RECORDS SHOWN:
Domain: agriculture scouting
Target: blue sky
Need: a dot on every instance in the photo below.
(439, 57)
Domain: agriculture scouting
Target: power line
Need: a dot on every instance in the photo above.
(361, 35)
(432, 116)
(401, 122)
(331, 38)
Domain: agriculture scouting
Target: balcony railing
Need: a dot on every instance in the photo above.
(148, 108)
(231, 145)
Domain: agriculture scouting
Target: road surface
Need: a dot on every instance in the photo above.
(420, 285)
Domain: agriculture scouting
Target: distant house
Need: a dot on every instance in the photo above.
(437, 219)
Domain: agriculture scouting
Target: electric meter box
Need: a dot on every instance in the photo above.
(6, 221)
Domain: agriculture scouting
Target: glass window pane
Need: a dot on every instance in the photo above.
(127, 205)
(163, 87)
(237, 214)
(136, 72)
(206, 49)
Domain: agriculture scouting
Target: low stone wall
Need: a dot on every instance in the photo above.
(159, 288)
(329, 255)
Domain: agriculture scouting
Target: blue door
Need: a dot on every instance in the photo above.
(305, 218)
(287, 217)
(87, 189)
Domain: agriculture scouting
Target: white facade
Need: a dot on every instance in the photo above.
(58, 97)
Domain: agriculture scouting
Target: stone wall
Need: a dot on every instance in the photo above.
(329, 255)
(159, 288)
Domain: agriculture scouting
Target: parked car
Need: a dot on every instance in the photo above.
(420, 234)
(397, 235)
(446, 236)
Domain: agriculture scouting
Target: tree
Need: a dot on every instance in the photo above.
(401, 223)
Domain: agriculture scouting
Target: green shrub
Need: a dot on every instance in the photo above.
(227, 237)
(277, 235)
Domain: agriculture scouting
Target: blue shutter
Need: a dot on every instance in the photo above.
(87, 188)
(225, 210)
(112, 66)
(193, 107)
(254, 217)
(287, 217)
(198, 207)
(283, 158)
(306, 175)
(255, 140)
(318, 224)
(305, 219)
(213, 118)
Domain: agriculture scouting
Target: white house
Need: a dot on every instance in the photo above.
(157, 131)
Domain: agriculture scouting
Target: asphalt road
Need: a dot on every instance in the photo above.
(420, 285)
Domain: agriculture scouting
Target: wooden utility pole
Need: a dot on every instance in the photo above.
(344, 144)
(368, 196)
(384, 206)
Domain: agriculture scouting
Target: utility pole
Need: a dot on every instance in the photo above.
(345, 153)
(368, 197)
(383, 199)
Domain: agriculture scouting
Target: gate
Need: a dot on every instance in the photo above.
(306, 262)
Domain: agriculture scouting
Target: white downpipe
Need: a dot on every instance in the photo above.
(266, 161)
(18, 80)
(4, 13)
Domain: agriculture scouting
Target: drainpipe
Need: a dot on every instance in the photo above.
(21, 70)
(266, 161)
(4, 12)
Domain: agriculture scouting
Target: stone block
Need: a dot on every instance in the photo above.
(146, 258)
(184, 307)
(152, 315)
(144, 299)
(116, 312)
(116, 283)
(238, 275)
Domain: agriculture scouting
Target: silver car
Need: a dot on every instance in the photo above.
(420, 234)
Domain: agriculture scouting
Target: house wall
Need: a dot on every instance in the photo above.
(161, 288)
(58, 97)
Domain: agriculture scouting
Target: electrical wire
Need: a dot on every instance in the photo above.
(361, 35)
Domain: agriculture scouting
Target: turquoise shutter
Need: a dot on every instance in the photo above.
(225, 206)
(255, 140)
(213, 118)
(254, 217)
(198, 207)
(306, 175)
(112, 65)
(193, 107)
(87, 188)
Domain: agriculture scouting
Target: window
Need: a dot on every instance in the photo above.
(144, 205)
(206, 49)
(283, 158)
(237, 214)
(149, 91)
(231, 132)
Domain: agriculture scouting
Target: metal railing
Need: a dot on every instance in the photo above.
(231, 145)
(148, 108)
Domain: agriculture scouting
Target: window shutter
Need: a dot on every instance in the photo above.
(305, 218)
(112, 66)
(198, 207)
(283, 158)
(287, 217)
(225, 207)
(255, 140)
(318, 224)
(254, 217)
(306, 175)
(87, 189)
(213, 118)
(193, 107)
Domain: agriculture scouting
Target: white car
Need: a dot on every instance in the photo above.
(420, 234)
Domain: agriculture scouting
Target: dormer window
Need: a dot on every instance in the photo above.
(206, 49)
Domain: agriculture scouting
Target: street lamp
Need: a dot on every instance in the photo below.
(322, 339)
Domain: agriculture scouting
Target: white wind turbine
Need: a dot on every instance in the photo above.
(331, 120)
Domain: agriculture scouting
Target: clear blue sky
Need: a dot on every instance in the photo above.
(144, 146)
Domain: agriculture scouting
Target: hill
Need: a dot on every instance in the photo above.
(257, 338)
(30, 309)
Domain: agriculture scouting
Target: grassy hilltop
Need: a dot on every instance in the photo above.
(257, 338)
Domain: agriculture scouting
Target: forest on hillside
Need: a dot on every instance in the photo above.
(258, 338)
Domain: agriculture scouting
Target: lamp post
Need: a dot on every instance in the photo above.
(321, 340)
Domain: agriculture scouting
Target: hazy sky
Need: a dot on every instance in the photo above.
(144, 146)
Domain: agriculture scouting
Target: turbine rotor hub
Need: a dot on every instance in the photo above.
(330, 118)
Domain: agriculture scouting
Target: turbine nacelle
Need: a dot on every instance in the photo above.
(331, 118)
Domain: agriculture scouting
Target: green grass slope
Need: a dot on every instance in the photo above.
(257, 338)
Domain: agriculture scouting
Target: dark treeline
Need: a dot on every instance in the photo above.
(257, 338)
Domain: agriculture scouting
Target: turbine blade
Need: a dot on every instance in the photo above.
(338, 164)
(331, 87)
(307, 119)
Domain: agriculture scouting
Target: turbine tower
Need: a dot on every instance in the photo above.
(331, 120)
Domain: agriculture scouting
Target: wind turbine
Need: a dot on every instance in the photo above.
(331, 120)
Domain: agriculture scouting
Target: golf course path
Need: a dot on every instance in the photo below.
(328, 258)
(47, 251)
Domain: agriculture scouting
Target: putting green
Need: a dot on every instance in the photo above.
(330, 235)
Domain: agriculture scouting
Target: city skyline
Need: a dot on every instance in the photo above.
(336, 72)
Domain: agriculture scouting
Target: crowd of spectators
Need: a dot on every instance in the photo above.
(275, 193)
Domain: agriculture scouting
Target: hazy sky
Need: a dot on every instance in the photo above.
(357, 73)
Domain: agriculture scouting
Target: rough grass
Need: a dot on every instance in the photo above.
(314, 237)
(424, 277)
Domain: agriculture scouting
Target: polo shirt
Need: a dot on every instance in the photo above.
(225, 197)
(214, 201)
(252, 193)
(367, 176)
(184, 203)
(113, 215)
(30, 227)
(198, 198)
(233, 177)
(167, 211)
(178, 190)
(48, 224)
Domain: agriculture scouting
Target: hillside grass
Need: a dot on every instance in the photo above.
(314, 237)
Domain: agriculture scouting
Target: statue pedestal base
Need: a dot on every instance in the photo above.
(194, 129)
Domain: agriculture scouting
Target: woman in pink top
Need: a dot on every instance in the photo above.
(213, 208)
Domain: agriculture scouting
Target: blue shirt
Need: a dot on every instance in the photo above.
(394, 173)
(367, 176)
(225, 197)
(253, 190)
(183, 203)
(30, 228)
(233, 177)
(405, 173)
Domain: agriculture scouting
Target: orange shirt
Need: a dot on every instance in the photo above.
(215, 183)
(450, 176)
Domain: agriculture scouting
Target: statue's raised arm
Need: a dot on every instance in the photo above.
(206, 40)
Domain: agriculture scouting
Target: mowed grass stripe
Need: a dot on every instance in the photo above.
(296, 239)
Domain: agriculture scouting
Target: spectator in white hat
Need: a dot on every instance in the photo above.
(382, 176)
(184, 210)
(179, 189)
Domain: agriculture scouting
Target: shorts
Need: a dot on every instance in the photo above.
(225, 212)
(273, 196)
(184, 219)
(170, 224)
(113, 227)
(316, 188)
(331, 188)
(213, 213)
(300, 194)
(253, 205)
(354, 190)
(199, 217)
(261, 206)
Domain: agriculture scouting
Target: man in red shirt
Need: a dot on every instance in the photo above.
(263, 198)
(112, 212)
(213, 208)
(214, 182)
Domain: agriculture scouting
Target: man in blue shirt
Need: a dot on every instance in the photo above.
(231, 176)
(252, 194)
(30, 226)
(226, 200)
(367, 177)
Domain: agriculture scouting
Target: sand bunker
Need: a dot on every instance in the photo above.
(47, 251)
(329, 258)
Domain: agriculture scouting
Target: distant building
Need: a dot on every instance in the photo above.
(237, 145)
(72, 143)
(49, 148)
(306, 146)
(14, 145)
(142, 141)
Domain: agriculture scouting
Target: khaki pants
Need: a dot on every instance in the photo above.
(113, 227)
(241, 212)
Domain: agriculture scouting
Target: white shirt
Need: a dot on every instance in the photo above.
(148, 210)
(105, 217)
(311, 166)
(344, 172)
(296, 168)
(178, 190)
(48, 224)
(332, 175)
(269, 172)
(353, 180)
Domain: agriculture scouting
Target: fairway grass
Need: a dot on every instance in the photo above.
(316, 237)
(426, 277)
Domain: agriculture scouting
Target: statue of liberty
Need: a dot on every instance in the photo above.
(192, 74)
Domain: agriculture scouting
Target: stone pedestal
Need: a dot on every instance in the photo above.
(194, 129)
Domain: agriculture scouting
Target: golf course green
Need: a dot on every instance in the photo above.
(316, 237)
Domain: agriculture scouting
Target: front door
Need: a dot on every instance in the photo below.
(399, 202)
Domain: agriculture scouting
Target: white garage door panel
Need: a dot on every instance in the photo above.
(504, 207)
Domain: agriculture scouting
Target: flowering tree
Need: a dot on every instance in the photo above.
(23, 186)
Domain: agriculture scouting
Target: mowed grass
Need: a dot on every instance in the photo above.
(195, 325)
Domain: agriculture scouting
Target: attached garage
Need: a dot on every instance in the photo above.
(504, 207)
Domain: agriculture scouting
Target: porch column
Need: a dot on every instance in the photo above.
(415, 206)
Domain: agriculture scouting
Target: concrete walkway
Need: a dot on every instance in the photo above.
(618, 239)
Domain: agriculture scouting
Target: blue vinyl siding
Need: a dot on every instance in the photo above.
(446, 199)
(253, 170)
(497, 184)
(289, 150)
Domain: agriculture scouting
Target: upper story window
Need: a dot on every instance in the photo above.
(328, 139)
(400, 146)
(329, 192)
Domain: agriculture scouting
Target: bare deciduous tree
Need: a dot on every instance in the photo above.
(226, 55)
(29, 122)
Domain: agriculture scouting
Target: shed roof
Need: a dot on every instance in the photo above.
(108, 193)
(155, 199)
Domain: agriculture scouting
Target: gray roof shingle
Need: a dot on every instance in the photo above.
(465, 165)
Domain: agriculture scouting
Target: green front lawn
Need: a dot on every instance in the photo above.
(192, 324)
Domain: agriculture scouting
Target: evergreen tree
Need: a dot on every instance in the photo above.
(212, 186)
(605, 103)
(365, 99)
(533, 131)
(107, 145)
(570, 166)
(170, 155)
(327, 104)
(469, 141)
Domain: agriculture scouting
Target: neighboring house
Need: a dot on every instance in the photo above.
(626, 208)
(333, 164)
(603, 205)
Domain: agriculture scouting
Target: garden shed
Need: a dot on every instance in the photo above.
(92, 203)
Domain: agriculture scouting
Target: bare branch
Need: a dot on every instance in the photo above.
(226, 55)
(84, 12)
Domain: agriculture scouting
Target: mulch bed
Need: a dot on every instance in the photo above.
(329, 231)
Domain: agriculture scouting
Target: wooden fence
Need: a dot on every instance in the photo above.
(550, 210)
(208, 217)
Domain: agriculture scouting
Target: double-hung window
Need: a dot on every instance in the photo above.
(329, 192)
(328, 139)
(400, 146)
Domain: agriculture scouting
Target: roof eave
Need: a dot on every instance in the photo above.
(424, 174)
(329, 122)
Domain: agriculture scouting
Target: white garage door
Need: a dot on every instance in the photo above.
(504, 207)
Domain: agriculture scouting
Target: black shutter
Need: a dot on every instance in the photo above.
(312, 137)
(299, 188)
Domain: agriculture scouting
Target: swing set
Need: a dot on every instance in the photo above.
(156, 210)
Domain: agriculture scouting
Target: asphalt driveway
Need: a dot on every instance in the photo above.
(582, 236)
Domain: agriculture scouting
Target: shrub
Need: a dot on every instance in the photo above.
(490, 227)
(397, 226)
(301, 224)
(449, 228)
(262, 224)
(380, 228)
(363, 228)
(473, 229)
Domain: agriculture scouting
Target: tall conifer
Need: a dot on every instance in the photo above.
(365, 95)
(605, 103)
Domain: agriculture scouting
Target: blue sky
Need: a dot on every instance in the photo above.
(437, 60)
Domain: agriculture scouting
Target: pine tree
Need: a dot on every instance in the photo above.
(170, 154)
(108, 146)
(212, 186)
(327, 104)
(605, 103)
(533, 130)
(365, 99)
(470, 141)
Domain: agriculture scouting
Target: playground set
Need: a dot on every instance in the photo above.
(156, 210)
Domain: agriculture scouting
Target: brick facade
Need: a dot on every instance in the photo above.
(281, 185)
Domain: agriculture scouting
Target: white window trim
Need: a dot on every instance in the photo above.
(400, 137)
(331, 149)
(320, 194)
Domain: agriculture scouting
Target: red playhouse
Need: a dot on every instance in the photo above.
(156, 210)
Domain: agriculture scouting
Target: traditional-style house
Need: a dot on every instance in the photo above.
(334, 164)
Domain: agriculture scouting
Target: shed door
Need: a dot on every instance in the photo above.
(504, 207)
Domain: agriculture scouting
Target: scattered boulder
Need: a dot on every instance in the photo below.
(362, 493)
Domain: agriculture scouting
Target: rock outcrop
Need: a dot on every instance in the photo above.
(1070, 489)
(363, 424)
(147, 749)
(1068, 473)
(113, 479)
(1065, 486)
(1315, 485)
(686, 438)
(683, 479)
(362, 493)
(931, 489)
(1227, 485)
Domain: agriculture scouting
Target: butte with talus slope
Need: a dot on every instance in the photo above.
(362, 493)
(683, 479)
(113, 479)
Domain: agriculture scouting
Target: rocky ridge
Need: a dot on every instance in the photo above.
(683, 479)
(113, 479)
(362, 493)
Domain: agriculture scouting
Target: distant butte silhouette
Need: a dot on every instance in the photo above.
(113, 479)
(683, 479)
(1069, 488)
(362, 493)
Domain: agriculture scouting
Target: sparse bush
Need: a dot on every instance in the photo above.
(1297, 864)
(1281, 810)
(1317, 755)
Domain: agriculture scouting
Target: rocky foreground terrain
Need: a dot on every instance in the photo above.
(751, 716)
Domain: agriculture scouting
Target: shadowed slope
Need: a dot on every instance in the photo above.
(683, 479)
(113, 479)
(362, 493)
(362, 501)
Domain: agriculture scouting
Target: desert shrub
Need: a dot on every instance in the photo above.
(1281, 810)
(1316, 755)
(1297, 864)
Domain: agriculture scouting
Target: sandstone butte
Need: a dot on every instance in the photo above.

WRITTEN INSTRUCTION: Show each line of the material that contains the string "garage". Treat uppercase and lowercase letters as different.

TASK RESPONSE:
Target: white garage door panel
Target: attached garage
Target: white garage door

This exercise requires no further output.